──────── SOURCE PASSAGE

Friends who are therapists, in a professional capacity do mention different strategies for coping, for overcoming, for living well through all adversities.
A few things stand out and there will be a reoccuring theme.
Well actually one thing some folk keep saying is “Stay Positive” !!! I know I am not all singing, all dancing but seriously guys….. someone, anyone tell me…. does anyone have a friend who is more positive than me….. ? I think I get the trophy for that one!
I have been told to release stress and worries, anything in my heart, not to hold anything in. Once it is released, a part of it is dealt with. I am not sure if I actually don’t worry or bury my feelings or just not deal with them. Don’t borrow tomorrows sorrow and don’t cry over what is not in your control etc etc….. I believe someone called it “Throat therapy”!!!! Made me giggle but I am doing that through my blog.
So another coping method is looking forward. A few folk have told me to look forward. I categorically could not look forward at all. It is so hard to do when waiting, not knowing, hanging on for dear life!
The last few months especially have been tough. I have not allowed myself to look too far ahead or even one day behind. We are at the mercy of test results so there is a sense of just being in limbo. Waiting to be called, waiting for a date, waiting for next steps. Also not even being capable of looking past a day or two became the norm for me.
I have been told to look forward, visualise what is ahead, a milestone. I need to set my focus on reaching a goal. I guess it makes sense. It may sound weird to you guys…. most take it for granted…. I need to sit, concentrate and visualise on things in the future.

────────────────
──────── MATERIAL SHOWN

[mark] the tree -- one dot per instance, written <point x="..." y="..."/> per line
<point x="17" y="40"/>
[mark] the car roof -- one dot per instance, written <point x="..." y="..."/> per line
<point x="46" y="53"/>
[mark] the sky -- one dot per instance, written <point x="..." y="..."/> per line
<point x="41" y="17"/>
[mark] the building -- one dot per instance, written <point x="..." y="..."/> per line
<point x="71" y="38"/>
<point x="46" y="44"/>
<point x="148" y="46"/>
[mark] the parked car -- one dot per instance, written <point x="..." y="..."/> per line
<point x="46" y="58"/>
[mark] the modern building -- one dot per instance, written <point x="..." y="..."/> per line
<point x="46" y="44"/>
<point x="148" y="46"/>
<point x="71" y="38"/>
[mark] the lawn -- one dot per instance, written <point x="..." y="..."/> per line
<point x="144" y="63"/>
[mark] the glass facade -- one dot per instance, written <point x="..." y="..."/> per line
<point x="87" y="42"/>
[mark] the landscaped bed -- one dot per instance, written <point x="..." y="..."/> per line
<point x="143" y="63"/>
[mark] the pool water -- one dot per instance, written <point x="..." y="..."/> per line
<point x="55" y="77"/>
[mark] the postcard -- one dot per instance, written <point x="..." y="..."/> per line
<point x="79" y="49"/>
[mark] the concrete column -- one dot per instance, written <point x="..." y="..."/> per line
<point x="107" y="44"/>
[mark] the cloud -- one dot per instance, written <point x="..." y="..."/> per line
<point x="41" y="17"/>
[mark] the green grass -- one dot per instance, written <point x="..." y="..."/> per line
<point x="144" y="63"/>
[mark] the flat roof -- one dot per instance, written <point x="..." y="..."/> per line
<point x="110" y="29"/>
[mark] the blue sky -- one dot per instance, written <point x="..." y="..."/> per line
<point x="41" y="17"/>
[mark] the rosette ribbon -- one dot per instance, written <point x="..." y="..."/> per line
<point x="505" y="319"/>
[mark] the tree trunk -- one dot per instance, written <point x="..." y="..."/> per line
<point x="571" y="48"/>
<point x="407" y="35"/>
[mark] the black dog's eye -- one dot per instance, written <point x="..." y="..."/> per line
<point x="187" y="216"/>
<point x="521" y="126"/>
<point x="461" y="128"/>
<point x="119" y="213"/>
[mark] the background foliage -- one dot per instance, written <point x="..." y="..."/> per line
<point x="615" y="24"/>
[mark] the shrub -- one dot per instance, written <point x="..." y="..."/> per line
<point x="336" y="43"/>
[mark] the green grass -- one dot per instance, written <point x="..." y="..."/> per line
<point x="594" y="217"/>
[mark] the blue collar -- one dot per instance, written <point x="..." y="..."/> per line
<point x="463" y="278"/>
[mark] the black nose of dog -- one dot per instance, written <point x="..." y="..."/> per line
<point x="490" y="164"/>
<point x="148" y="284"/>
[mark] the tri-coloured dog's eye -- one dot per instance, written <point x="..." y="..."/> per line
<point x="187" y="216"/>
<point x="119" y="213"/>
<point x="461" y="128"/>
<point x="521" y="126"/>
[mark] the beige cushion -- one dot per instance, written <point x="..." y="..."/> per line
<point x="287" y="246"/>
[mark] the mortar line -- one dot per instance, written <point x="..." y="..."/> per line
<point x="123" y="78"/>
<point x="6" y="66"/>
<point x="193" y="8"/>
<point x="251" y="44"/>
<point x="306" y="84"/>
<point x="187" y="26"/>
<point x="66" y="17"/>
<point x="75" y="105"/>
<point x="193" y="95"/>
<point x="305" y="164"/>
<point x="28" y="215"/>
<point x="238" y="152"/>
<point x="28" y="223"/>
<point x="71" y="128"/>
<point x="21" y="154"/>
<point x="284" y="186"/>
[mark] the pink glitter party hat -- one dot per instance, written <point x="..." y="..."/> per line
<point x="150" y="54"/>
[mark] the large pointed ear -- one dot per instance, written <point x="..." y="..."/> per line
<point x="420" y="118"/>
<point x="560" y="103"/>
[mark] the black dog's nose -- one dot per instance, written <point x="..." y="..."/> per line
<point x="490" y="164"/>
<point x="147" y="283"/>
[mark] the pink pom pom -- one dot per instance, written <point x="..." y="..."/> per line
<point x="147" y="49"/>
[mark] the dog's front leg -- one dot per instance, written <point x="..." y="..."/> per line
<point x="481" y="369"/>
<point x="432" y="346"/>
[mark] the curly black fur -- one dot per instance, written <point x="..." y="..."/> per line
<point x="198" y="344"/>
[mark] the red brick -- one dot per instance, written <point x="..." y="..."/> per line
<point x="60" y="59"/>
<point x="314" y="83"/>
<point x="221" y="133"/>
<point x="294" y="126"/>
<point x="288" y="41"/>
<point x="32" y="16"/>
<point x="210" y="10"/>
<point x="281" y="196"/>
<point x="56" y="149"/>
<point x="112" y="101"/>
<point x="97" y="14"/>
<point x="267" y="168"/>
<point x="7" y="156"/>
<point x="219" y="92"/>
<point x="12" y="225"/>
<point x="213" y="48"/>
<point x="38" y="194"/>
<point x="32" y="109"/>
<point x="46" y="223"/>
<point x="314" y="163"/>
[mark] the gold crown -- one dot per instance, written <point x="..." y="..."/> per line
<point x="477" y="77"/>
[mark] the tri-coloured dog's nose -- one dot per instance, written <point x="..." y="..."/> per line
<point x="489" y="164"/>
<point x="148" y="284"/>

────────────────

TASK TO COMPLETE: Print everything in the blog post on coping from "The last few" down to "norm for me.".

RESPONSE:
The last few months especially have been tough. I have not allowed myself to look too far ahead or even one day behind. We are at the mercy of test results so there is a sense of just being in limbo. Waiting to be called, waiting for a date, waiting for next steps. Also not even being capable of looking past a day or two became the norm for me.